- **WHAT IS EXPECTED**: Each line holding the string "feather" is to be copied from the data.

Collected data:
+++++

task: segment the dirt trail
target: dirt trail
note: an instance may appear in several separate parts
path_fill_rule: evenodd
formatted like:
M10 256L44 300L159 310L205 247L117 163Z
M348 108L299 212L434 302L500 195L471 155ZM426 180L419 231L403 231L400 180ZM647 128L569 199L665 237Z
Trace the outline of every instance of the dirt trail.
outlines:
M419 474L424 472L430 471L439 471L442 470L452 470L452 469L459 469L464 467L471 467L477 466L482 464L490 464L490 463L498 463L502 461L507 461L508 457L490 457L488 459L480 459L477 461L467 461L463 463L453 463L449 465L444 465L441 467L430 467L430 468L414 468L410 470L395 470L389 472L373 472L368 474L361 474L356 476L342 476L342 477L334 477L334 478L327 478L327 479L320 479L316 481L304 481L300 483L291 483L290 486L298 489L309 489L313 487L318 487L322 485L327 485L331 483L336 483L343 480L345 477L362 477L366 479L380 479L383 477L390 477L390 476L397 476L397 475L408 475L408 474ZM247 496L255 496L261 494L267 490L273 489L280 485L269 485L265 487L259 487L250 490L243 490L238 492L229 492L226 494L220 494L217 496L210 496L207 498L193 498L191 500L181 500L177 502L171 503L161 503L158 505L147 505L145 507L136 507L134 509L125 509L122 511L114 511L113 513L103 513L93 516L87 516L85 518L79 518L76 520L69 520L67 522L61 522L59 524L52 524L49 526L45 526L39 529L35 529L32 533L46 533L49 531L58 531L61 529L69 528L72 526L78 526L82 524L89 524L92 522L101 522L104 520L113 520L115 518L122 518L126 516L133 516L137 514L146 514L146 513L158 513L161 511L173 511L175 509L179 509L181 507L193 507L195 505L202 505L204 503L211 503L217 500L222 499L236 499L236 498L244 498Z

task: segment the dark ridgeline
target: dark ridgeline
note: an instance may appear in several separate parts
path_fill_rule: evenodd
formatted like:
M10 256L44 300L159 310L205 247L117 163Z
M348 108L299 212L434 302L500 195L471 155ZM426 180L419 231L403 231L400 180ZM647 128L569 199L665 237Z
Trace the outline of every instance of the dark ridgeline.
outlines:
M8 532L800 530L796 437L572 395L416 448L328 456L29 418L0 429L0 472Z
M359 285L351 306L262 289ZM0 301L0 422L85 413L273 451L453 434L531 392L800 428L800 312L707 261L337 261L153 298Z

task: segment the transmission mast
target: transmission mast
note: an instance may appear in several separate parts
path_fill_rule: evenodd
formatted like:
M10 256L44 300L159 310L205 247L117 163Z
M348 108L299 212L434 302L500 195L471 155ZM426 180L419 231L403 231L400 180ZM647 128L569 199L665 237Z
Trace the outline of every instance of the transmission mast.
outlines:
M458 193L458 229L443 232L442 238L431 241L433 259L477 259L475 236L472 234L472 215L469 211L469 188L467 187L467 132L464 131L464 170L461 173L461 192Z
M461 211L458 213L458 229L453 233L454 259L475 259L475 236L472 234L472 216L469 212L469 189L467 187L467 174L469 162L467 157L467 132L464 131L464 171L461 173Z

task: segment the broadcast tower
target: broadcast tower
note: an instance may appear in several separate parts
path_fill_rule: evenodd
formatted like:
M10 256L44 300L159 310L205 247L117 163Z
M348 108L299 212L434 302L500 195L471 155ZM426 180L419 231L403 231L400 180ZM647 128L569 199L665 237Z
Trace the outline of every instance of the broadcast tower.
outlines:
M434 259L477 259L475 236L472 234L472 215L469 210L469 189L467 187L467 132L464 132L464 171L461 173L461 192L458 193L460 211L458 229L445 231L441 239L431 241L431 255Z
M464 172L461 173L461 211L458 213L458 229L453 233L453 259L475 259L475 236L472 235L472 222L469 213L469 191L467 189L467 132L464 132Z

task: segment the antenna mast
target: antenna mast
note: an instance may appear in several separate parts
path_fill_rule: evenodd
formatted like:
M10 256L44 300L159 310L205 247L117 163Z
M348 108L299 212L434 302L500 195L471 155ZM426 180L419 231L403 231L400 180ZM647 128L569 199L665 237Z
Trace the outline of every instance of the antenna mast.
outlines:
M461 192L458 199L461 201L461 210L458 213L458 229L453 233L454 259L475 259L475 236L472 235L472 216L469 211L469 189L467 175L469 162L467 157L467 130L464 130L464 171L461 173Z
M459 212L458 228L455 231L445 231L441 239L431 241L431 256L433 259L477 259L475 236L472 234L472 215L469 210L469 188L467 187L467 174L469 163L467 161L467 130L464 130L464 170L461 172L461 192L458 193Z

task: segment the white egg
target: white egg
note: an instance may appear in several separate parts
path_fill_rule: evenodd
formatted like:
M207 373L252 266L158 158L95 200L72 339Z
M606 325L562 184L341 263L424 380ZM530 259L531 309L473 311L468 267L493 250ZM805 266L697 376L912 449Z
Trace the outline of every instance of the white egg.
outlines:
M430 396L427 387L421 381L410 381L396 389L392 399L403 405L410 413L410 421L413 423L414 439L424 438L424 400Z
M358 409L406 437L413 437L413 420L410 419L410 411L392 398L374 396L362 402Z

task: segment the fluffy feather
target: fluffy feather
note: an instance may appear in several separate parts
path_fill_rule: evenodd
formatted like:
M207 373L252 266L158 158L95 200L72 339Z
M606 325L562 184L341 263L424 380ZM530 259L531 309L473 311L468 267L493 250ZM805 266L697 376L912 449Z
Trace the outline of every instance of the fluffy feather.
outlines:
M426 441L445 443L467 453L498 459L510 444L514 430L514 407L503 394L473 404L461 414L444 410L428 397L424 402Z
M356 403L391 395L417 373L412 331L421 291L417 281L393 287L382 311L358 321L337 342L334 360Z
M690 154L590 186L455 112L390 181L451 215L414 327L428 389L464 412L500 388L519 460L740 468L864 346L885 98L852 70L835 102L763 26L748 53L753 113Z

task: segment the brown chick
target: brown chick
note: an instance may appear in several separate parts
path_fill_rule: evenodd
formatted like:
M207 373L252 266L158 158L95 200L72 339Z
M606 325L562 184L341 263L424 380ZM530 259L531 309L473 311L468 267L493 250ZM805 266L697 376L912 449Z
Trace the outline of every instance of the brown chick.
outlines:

+++++

- **EXERCISE ANSWER**:
task: segment the fluffy feather
target: fluffy feather
Trace the outline of every instance of the fluffy feather.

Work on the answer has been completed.